**Written tasks**
1) In the size_t forum post, update the passage between "The 'sizeof' function" and "make a warning?", inclusive, replacing "datatype" with "data type".
2) Translate this sentence from the size_t forum post into Spanish: "I'm having difficulties understanding and printing the max value of a size_t type."

Member Avatar for monkey_king

I'm having difficulties understanding and printing the max value of a size_t type.

Apparantly the size_t is typedefed to a unsigned long int on my system. Is this safe to assume its the same on all c++ compilers?

The 'sizeof' function returns the number of bytes(size char), used to represent the given datatype.

Why does 'printf("size of size_t: %d\n",sizeof(size_t ));' make a warning?

The size_t is a unsigned long int, so apparantly it uses 8 bytes,
thats 8*8 bits, thats 64 bit
Why cant I do a 63 bit left shift?

It seems that the max value of a size_t on my 64bit ubuntu system is
18446744073709551615
If I had one hell of a machine would this mean that I should be able to allocate an array with this extreme big dimension?

**Raw records**

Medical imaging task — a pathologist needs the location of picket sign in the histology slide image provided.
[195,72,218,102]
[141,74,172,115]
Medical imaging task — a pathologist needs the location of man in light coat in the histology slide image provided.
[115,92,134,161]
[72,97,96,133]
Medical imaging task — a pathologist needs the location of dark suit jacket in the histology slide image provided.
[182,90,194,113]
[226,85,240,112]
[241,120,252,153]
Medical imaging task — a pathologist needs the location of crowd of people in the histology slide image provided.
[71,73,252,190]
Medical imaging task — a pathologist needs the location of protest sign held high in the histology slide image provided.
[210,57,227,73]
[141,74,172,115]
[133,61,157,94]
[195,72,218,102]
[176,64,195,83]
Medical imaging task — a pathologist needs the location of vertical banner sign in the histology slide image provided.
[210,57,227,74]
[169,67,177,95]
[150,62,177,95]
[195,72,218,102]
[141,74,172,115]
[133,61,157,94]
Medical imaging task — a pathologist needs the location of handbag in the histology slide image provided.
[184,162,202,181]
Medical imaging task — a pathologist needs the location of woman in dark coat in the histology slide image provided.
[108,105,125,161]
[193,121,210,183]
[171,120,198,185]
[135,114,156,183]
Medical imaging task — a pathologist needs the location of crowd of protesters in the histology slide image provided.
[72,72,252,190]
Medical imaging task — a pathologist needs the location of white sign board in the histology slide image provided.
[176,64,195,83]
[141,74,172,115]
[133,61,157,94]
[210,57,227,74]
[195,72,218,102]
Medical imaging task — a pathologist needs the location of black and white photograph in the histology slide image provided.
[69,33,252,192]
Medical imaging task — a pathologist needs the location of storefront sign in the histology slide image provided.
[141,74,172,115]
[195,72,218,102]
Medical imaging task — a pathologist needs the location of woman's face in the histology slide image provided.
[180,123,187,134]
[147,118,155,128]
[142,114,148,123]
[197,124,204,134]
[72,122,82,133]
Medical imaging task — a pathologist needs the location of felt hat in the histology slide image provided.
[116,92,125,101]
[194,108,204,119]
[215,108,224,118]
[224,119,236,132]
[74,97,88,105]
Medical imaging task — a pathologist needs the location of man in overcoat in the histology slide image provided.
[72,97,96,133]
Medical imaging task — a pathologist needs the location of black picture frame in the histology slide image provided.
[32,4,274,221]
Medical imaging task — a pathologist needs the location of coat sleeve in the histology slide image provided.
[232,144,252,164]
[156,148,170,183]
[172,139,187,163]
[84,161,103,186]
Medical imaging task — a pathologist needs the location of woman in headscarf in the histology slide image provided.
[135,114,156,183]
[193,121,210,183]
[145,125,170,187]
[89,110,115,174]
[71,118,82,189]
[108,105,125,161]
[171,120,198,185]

**Response list**
1)
The 'sizeof' function returns the number of bytes(size char), used to represent the given data type.

Why does 'printf("size of size_t: %d\n",sizeof(size_t ));' make a warning?

2) Tengo dificultades para entender e imprimir el valor máximo de un tipo size_t.